Goal ▸ Convert the entries below into a JSON array of strings, one string per line and no blank lines. Begin with the line that contains "the organ gallery" and continue through the line that contains "column 404, row 270", including both.

Supplied material ▸
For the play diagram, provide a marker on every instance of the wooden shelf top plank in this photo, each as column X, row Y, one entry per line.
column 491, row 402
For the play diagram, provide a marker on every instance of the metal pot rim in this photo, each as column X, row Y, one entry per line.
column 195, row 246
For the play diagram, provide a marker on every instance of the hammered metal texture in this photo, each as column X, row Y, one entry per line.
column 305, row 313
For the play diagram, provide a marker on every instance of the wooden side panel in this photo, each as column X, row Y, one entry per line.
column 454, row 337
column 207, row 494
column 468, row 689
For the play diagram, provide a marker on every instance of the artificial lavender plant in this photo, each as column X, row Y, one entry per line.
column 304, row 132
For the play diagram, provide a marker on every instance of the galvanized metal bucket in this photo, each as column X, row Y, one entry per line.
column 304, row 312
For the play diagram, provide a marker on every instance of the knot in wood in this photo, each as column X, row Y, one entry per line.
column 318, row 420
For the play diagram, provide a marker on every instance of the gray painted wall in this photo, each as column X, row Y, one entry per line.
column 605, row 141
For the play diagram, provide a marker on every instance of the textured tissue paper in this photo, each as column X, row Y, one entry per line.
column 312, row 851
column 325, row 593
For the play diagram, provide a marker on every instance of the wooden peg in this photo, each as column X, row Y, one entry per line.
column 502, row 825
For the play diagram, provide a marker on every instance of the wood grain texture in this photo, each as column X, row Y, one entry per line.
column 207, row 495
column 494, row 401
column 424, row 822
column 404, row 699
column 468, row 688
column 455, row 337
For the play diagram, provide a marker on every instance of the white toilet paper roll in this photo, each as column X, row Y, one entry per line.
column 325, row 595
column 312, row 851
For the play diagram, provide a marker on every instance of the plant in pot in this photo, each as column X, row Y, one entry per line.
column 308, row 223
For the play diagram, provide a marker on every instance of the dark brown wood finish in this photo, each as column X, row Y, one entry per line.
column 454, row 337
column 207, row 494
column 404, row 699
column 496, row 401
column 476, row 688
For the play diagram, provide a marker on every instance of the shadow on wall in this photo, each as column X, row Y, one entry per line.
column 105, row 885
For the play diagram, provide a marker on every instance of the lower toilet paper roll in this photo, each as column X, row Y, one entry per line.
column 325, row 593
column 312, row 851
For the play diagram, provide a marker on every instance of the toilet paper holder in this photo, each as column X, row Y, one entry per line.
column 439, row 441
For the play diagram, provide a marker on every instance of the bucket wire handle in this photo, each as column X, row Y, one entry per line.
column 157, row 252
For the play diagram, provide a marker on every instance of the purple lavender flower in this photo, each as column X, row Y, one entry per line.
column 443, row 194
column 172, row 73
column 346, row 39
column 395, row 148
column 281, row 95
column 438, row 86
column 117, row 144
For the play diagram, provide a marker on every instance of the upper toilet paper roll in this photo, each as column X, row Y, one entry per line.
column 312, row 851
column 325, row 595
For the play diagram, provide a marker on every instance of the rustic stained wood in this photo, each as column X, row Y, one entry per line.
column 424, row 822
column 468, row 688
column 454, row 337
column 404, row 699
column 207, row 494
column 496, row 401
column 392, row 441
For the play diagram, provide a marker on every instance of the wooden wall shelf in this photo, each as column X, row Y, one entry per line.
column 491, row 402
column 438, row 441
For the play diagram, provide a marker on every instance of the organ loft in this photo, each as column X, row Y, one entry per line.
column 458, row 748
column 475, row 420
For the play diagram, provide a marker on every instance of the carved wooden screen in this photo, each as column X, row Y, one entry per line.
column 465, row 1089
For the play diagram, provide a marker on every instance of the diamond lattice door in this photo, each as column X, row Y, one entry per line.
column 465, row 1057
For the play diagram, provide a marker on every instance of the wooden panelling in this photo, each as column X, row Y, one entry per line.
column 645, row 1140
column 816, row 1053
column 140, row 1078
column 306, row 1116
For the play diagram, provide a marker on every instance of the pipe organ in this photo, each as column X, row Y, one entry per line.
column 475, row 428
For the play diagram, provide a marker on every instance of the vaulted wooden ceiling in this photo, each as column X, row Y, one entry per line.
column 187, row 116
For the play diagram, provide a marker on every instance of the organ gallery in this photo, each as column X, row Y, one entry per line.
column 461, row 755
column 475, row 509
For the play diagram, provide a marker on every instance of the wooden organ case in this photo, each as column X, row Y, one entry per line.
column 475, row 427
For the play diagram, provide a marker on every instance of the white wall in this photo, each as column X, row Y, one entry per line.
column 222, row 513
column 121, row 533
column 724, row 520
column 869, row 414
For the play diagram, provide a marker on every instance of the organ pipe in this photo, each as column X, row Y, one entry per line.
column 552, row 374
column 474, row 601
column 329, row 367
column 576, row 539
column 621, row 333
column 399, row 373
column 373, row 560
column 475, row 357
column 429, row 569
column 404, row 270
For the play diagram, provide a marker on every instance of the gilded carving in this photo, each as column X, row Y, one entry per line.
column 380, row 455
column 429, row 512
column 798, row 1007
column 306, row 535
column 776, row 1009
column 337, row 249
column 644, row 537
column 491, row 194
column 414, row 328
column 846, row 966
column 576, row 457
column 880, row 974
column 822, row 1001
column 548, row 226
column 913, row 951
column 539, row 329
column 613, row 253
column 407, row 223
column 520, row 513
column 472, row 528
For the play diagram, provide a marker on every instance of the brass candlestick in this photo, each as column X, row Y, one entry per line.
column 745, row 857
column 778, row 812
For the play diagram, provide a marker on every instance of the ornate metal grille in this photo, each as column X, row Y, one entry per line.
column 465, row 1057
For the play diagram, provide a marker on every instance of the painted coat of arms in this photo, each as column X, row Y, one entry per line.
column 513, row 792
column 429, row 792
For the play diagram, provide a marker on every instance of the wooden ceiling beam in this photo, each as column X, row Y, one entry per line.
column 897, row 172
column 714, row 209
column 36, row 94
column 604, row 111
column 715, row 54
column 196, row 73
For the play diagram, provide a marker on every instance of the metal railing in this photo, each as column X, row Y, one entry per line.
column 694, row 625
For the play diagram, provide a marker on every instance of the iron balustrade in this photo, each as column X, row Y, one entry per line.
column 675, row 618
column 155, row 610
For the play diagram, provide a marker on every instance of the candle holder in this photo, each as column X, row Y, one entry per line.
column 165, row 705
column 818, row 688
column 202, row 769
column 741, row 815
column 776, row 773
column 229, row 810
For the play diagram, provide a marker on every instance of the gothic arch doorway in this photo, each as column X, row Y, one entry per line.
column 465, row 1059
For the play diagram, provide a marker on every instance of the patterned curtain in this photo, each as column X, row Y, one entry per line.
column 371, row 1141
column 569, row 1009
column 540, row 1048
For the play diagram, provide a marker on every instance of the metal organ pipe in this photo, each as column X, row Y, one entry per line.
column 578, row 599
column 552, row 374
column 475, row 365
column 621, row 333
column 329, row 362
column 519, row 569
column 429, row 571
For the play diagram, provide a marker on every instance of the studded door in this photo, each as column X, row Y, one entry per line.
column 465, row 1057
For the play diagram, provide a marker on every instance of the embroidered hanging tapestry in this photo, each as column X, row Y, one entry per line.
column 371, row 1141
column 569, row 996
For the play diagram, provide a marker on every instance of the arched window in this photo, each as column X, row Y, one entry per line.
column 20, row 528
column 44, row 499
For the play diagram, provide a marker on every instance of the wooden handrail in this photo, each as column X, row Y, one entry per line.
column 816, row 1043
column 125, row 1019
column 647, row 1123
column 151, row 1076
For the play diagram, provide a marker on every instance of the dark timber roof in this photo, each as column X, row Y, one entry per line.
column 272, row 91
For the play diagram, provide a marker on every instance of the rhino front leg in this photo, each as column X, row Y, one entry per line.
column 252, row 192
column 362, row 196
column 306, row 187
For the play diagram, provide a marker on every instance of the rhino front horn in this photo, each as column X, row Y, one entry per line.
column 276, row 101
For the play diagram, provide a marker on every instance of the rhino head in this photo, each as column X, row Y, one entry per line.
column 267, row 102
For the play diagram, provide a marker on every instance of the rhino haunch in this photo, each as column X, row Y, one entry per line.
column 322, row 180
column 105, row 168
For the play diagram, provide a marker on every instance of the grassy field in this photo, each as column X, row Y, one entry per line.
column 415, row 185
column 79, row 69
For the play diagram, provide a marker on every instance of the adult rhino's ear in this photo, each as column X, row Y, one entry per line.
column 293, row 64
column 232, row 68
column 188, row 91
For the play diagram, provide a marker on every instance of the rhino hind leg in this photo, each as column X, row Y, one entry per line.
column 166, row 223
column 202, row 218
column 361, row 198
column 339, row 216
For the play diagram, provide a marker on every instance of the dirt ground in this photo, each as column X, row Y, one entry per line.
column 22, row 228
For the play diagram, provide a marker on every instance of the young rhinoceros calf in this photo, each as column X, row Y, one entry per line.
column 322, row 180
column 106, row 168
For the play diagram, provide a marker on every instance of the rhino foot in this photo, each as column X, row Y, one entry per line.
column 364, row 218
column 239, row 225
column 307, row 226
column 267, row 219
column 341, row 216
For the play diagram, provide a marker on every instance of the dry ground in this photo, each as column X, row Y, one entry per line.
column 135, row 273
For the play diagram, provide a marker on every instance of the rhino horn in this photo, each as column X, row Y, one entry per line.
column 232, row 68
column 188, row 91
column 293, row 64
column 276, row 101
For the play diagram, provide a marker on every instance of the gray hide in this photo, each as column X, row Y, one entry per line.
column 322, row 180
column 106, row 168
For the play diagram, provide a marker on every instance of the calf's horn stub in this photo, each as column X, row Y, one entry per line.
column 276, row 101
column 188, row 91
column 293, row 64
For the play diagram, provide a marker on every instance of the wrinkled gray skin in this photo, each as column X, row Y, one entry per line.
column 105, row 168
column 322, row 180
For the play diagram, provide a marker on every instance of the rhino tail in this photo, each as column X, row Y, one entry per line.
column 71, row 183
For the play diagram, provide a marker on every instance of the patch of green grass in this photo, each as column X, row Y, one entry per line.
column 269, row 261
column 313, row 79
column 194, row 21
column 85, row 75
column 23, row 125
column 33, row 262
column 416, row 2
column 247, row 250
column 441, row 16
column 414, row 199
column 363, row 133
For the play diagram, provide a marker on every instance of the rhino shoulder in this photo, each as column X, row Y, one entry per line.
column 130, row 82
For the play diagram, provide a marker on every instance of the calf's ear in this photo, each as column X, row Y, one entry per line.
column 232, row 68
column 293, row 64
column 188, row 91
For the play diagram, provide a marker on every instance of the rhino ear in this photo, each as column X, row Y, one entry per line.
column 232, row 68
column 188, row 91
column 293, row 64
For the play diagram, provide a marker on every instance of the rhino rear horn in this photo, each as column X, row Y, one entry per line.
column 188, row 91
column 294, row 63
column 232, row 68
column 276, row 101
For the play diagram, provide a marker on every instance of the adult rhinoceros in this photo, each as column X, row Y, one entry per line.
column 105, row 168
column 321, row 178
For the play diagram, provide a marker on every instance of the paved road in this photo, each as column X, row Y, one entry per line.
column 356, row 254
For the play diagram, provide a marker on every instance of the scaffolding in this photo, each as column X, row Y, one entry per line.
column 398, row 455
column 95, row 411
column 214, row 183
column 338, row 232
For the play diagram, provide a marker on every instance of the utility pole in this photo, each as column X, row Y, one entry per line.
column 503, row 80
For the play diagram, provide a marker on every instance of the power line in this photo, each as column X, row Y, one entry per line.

Output of the task ▸
[
  "For the play diagram, provide a marker on every instance of the organ gallery in this photo, each as column X, row Y, one entry per line.",
  "column 461, row 755",
  "column 475, row 509",
  "For the play diagram, provide a marker on every instance of the wooden organ case in this photo, each as column X, row Y, one entry per line.",
  "column 475, row 427",
  "For the play diagram, provide a marker on every instance of the white wall in this photo, each as column X, row Y, one entry per line.",
  "column 222, row 513",
  "column 121, row 533",
  "column 724, row 520",
  "column 869, row 414",
  "For the play diagram, provide a marker on every instance of the organ pipe in this photo, each as column X, row Y, one entry per line.",
  "column 552, row 374",
  "column 474, row 601",
  "column 329, row 367",
  "column 576, row 539",
  "column 621, row 333",
  "column 399, row 373",
  "column 373, row 560",
  "column 475, row 357",
  "column 429, row 569",
  "column 404, row 270"
]